La exposición se montó en el Palacete del Embarcadero. Más que palacete, aquello parece un quiosco muy esmerado y completamente cubierto. Un espacio cerrado de diámetro poco ambicioso, aunque muy graciosamente erguido casi sobre el margen del agua, dando a ese mar tan frío. Alrededor de diez fotografías de gran formato –y dos de un formato menor– recubrían las paredes del espacio. Fotografías en blanco y negro representando personajes que normalmente no vemos por las calles, ni en las películas más difundidas, ni en la televisión ni en los medios. Las fotografías representaban seres viviendo en espacios que nos remiten a otro tiempo.

El duque del Gran Recuerdo. Palacio de La Gloria, Cantabria.
El duque del Gran Recuerdo. Palacio de La Gloria, Cantabria.

---

* _Objetivo del ejercicio_:
Copia el fragmento del texto sobre la exposición que empieza por "La exposición se" y sigue hasta "a otro tiempo.", cambiando "Palacete del Embarcadero" por "Pabellón del Muelle".

---

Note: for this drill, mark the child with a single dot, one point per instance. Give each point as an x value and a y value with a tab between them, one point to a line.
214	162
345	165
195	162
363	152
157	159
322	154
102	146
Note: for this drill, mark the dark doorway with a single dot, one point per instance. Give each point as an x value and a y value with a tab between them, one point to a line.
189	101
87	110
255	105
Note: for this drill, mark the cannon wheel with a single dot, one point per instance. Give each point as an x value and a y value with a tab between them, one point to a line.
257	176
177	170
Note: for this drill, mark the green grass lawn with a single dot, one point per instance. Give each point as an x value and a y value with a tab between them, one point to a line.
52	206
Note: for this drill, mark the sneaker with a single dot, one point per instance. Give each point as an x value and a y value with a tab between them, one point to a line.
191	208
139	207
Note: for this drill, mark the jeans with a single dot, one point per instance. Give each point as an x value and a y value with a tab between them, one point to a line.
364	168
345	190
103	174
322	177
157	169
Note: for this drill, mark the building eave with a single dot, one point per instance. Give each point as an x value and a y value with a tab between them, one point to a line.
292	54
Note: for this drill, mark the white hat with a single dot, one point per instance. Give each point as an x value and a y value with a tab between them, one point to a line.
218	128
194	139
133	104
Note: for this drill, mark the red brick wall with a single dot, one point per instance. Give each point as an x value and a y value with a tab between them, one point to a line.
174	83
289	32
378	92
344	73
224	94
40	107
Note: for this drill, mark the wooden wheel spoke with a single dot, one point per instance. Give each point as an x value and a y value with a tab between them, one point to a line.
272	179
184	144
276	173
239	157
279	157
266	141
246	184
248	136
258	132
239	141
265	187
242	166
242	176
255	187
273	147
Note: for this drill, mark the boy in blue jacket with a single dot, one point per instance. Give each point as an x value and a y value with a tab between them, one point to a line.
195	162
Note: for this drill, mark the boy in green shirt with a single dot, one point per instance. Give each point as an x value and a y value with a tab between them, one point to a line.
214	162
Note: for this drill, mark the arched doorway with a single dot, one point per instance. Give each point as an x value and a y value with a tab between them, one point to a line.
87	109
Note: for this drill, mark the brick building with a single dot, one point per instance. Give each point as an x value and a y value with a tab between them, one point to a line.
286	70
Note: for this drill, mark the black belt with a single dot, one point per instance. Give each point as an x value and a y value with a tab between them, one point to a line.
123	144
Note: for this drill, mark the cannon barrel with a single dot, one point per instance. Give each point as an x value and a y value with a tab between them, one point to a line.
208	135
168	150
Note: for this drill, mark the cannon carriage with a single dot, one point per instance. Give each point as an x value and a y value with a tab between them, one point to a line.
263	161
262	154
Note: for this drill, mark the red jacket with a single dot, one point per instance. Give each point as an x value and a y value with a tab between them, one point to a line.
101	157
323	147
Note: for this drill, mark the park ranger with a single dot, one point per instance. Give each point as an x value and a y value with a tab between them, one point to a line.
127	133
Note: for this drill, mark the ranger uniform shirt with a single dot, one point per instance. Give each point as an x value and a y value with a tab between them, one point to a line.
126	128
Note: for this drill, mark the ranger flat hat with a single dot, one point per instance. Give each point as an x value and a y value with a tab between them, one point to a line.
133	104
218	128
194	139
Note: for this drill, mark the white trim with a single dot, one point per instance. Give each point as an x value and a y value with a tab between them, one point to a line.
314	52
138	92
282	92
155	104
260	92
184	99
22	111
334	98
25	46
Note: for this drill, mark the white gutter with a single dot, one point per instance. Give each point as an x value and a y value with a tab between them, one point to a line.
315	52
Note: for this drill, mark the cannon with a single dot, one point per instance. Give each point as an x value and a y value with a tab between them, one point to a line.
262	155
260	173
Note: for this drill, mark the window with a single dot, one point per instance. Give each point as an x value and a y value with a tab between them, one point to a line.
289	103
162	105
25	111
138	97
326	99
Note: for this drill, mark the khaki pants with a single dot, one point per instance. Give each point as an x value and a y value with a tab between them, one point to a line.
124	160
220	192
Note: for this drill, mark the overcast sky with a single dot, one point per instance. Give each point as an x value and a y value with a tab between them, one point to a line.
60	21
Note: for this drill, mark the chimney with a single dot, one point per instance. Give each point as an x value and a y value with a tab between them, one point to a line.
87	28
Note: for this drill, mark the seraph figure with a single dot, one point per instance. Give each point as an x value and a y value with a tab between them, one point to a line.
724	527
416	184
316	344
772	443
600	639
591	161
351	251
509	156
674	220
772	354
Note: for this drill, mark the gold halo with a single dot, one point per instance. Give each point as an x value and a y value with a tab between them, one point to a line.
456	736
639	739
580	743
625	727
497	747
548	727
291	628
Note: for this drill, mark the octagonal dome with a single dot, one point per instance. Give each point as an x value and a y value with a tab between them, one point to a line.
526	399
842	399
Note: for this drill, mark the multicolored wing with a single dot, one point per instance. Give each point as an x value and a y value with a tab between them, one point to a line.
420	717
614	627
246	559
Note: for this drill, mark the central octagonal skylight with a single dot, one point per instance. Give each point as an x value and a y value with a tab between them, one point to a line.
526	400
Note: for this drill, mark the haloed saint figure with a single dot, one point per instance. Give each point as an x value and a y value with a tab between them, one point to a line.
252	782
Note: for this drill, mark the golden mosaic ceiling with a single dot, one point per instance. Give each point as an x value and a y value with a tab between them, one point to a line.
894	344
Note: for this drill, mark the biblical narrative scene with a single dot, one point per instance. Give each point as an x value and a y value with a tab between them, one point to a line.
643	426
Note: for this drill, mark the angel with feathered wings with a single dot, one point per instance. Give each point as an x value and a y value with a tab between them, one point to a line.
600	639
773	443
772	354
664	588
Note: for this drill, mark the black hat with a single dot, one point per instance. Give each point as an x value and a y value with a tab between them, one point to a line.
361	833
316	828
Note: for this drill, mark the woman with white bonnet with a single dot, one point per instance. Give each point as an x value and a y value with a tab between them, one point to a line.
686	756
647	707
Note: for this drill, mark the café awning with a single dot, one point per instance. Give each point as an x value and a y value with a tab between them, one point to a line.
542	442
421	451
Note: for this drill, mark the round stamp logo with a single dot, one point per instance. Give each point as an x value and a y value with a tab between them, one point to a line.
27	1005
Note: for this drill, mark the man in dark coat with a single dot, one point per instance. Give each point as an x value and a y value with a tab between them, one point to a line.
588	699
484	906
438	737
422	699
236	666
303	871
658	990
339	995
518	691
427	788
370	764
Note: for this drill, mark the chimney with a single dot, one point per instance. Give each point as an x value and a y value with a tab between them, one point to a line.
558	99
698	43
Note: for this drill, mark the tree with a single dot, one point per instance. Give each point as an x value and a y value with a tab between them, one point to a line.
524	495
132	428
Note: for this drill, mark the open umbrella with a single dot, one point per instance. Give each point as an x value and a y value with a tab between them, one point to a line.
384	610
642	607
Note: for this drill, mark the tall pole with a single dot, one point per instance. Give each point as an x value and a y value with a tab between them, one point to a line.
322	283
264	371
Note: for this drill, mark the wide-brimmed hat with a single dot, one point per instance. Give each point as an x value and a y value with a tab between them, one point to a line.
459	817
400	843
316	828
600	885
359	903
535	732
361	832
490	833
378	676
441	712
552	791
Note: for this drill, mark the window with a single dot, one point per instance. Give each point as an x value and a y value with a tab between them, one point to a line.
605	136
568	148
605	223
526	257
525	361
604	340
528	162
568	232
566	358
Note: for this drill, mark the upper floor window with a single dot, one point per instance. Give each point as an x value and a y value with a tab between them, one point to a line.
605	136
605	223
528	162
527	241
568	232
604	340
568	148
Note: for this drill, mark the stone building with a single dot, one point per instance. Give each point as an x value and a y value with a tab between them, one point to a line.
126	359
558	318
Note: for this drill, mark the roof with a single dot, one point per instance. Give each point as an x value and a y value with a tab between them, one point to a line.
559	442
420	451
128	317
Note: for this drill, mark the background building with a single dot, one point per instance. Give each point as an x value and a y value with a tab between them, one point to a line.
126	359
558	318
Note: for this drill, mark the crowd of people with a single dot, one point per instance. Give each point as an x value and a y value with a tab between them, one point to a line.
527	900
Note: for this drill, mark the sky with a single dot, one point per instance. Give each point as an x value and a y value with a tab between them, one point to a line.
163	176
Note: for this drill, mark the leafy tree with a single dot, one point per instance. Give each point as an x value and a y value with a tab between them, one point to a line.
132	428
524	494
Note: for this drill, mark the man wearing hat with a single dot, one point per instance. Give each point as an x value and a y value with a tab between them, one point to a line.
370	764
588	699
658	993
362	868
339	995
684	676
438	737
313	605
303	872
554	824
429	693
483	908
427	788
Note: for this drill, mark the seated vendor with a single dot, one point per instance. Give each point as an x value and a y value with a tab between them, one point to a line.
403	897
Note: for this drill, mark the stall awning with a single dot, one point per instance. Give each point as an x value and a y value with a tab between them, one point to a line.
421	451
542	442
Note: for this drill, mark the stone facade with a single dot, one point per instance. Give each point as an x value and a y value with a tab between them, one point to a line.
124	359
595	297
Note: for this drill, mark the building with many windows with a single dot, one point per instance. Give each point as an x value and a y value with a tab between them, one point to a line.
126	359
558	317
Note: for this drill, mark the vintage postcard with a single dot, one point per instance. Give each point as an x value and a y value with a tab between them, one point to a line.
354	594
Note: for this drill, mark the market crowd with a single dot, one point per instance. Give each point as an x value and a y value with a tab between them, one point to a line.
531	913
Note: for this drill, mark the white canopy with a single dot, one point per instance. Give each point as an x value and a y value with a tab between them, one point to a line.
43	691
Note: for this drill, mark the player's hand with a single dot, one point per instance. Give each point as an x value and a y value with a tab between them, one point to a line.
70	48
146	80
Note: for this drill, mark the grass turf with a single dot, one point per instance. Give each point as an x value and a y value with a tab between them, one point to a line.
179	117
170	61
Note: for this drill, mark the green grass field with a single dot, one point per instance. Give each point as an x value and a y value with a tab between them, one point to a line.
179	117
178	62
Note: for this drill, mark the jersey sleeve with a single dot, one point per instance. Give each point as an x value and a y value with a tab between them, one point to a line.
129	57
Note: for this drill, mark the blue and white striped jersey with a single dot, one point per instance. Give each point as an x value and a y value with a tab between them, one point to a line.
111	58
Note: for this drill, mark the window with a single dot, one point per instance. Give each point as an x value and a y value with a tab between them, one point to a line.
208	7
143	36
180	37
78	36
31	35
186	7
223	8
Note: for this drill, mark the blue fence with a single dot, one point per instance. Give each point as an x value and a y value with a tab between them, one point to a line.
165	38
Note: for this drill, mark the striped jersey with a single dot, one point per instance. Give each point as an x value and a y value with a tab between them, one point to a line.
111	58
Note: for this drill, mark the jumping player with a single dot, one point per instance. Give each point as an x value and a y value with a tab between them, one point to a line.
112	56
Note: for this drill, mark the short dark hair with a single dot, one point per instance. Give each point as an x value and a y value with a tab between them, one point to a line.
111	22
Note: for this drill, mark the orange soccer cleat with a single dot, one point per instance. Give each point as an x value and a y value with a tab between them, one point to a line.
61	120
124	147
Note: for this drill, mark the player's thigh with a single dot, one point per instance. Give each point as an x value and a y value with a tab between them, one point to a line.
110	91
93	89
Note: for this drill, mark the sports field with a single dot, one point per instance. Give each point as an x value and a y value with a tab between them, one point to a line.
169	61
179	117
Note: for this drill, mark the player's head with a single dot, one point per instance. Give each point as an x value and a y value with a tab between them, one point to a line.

---

* _Respuesta del ejercicio_:
La exposición se montó en el Pabellón del Muelle. Más que palacete, aquello parece un quiosco muy esmerado y completamente cubierto. Un espacio cerrado de diámetro poco ambicioso, aunque muy graciosamente erguido casi sobre el margen del agua, dando a ese mar tan frío. Alrededor de diez fotografías de gran formato –y dos de un formato menor– recubrían las paredes del espacio. Fotografías en blanco y negro representando personajes que normalmente no vemos por las calles, ni en las películas más difundidas, ni en la televisión ni en los medios. Las fotografías representaban seres viviendo en espacios que nos remiten a otro tiempo.